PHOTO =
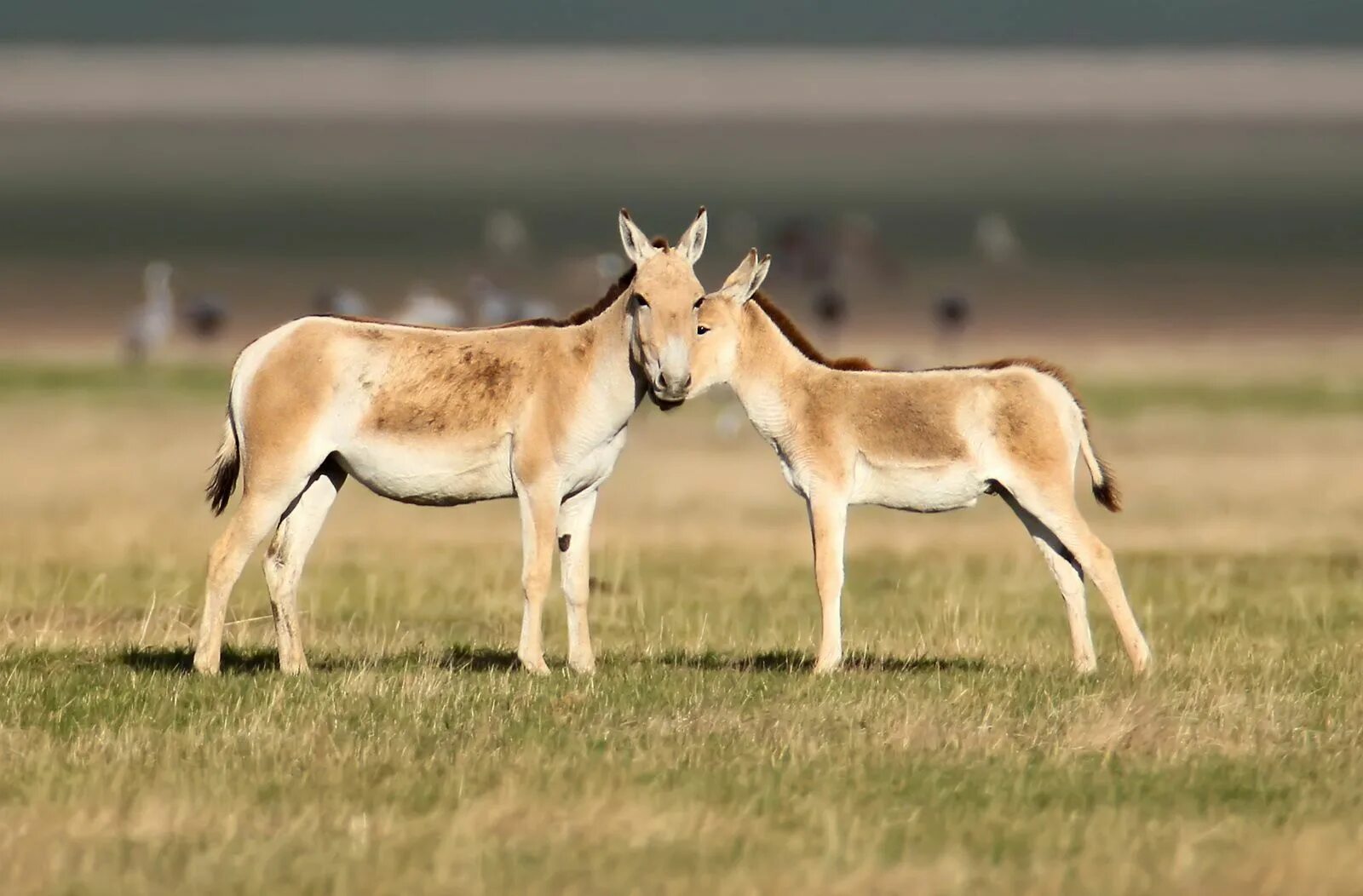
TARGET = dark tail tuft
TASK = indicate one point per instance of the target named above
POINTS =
(1106, 489)
(225, 468)
(222, 482)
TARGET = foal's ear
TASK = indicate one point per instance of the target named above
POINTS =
(693, 241)
(637, 245)
(746, 278)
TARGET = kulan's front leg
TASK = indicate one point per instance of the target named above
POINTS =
(828, 526)
(538, 516)
(574, 556)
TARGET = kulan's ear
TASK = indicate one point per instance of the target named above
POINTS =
(693, 241)
(637, 245)
(746, 278)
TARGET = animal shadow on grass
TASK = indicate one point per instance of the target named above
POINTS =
(801, 662)
(262, 659)
(181, 659)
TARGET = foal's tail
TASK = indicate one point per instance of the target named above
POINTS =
(1104, 484)
(227, 466)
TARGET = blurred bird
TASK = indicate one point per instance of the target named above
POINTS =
(995, 238)
(504, 233)
(426, 307)
(340, 302)
(494, 305)
(206, 316)
(153, 322)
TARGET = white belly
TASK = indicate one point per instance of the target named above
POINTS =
(435, 473)
(922, 489)
(593, 468)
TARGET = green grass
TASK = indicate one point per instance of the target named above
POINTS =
(958, 752)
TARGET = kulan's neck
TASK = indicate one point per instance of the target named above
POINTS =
(769, 372)
(612, 366)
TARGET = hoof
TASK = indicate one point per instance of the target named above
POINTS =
(536, 666)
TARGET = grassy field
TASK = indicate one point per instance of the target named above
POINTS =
(956, 753)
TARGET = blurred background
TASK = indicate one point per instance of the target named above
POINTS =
(1165, 198)
(933, 179)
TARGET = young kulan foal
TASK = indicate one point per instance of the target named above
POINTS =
(927, 441)
(435, 416)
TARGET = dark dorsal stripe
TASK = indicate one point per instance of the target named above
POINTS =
(579, 316)
(806, 347)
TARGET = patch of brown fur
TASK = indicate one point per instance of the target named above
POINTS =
(894, 418)
(1033, 447)
(440, 383)
(1024, 425)
(293, 384)
(1104, 486)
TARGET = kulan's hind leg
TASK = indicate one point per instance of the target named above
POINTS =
(286, 554)
(254, 518)
(1069, 577)
(1060, 514)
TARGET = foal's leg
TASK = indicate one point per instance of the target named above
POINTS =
(1056, 511)
(538, 516)
(828, 526)
(1069, 575)
(288, 552)
(574, 534)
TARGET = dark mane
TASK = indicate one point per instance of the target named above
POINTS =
(579, 316)
(806, 347)
(802, 342)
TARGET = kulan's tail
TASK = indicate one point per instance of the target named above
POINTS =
(225, 468)
(1104, 484)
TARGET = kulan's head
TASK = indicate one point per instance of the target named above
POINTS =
(664, 302)
(720, 323)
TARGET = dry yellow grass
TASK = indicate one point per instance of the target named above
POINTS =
(958, 753)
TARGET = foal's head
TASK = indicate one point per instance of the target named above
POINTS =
#####
*Exercise description*:
The data must come back word for word, with every picture removed.

*Solution to this problem*:
PHOTO =
TARGET = dark tail tuft
TASK = indicate one point per instance of the target named above
POINTS =
(1106, 489)
(225, 468)
(222, 482)
TARGET = foal's ear
TASK = indicate one point per instance of the target named above
POINTS =
(693, 241)
(637, 245)
(746, 278)
TARGET = kulan's front leg
TASK = indicate one point per instance of the target named above
POINTS =
(828, 526)
(538, 516)
(574, 556)
TARGET = kulan's ear
TASK = indicate one point per instance of the target named above
POINTS =
(693, 241)
(637, 245)
(746, 278)
TARGET = animal shadow on grass
TASK = indicate one point per instance of the target named above
POINTS =
(801, 662)
(262, 659)
(181, 659)
TARGET = foal's tail
TASK = indicate one point per instance of the target named above
POINTS =
(1104, 484)
(227, 466)
TARGET = blurred bird
TASK = indicate one point per instance of the target named above
POINTS =
(995, 238)
(504, 233)
(426, 307)
(340, 302)
(494, 305)
(206, 316)
(153, 322)
TARGET = white belly
TASK = indicate one point per instance of the target named above
POINTS =
(435, 473)
(922, 489)
(593, 468)
TARGET = green grass
TASK = indicate one point per instance of the target named above
POINTS =
(958, 752)
TARGET = kulan's neck
TASK = indicate one point per instance of the target named above
POINTS =
(769, 372)
(612, 366)
TARGET = hoof
TASK = indicate one point per instance of the target named above
POINTS =
(536, 666)
TARGET = grassy field
TASK = indicate one point per instance of the target named above
POINTS =
(956, 753)
TARGET = blurred background
TASK = indicate one point per instance of the target named above
POINTS =
(1165, 198)
(933, 179)
TARGET = young kulan foal
TASK = indicate one point per instance of the target named above
POINTS =
(927, 441)
(435, 416)
TARGET = dark dorsal stripe
TASK = indicate one point per instance of the target named above
POINTS =
(579, 316)
(806, 347)
TARGET = patch of brown fur
TASK = indicate one point per instance of the target named above
POINTS =
(894, 418)
(1033, 447)
(440, 383)
(1024, 425)
(293, 384)
(1104, 486)
TARGET = kulan's hind leg
TASK = indicate one point per instance of the target named above
POINTS =
(286, 554)
(254, 518)
(1069, 577)
(1060, 514)
TARGET = foal's leg
TASK = indicate one point per instance of the target named above
POINTS =
(1056, 511)
(538, 516)
(828, 526)
(1069, 575)
(288, 552)
(574, 534)
TARGET = dark mane
TASK = indicate one point per instance of the target named above
POINTS =
(579, 316)
(806, 347)
(802, 342)
TARGET = kulan's tail
TASK = indicate one point per instance of the target named above
POINTS =
(225, 468)
(1104, 484)
TARGET = kulan's head
TASK = indicate one point per instance of the target named above
POINTS =
(664, 302)
(720, 323)
TARGET = dry yellow grass
TASK = indicate one point per instance of the target named above
POINTS =
(958, 753)
TARGET = foal's head
TASK = indicate one point per instance of the target named above
POINTS =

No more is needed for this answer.